=== SOURCE DOCUMENT ===

OTOH, we can implement size limiting inside the converter too.
----
We need to limit event size. The question is what to cut. On the top level we
have records *and* raw log lines. Sometimes we need to process *all* records,
because some records have data for some other records. Like the syscall
record having "items" field specifying number of "path" records logged. Or the
execve records having an argument split between them.
What if we simply format everything in memory and then decide what to cut and
cut it before output? Sure, that can take a lot of memory, but it will be much
simpler and still faster than passing huge messages up the pipeline and more
reliable than just dropping them. For this to work we need to quantize the
buffers somehow, so that we can go and count out the items that would fit.
This would make the truncating algorithm much simpler. But first, we might
need to deal with the separators and all that passing "first" argument around.
----
If we want to have structured truncating, we need to define that structure.
What if we model the output as a prologue, epilogue, and a series of items?
The prologue and epilogue cannot be removed then, but items can. Each item can
then have a priority which will decide the order of the items being removed.
As most of the time we'll need the tail to be removed, and it's more
human-friendly to be counting up, the top priority would have the smallest
value. I.e. 1 - top priority, SIZE_MAX - lowest priority.

=== EXERCISE INPUTS ===

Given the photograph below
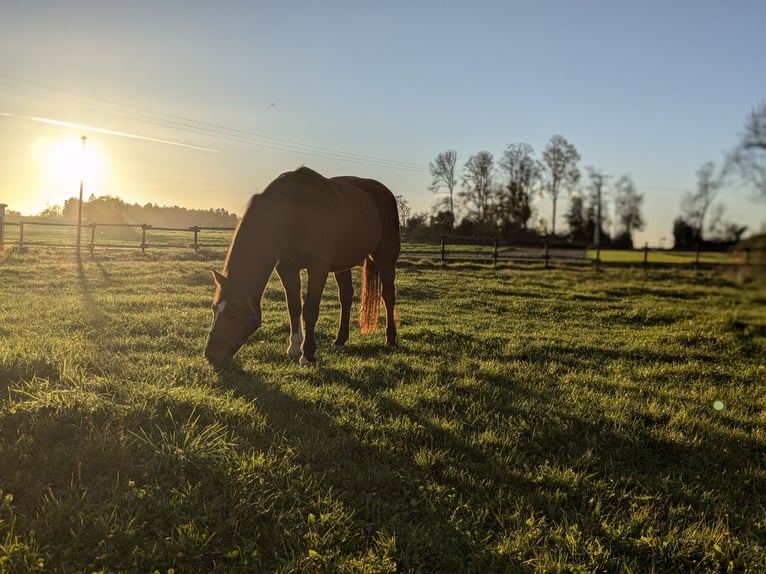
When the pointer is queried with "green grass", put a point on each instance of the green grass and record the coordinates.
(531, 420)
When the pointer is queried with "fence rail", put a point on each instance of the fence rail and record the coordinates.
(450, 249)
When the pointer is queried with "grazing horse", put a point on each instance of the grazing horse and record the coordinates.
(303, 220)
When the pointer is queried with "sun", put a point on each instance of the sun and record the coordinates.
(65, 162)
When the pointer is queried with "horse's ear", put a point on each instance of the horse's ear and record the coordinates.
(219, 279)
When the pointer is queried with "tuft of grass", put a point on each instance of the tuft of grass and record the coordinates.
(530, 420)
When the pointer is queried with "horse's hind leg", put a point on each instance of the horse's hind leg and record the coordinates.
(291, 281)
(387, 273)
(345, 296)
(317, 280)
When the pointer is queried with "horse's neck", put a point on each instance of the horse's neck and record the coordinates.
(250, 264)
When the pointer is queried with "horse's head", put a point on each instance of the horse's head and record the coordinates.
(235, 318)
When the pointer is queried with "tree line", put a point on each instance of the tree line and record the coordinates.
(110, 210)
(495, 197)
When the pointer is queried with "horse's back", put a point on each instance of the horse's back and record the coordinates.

===
=== EXERCISE INPUTS ===

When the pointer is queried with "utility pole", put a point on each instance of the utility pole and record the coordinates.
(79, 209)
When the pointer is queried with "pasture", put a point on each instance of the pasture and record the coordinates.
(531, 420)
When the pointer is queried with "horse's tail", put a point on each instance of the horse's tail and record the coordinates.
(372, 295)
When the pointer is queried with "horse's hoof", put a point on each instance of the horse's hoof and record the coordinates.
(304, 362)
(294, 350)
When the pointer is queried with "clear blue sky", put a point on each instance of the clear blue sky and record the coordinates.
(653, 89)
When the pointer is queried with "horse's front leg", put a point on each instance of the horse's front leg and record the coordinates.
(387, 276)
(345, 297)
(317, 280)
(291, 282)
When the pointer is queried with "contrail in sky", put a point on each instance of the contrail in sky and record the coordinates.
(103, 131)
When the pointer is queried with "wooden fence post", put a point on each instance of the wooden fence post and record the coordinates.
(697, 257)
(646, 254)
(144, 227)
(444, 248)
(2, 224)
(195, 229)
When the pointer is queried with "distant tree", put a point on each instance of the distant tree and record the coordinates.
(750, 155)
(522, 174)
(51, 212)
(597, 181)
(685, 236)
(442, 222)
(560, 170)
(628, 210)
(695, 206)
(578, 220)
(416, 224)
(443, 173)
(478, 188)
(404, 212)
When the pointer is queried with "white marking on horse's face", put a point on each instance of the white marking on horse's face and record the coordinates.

===

### PROBLEMS TO WORK ON:
**a)** Answer these questions from the notes on limiting event size:
(i) Which field of the syscall record gives the number of "path" records logged?
(ii) In the proposed output model, which parts cannot be removed?
(iii) What value would mark the lowest priority?
**b)** Render the rows, from the line containing "neck and record the coordinates." through the line containing "back and record the coordinates.", as a JSON list of strings with one string per line and no blank lines.

### ANSWERS FOR THE TASKS:
**a)**
(i) The "items" field.
(ii) The prologue and the epilogue.
(iii) SIZE_MAX.

**b)**
[
  "When the pointer is queried with \"horse's neck\", put a point on each instance of the horse's neck and record the coordinates.",
  "(250, 264)",
  "When the pointer is queried with \"horse's head\", put a point on each instance of the horse's head and record the coordinates.",
  "(235, 318)",
  "When the pointer is queried with \"tree line\", put a point on each instance of the tree line and record the coordinates.",
  "(110, 210)",
  "(495, 197)",
  "When the pointer is queried with \"horse's back\", put a point on each instance of the horse's back and record the coordinates."
]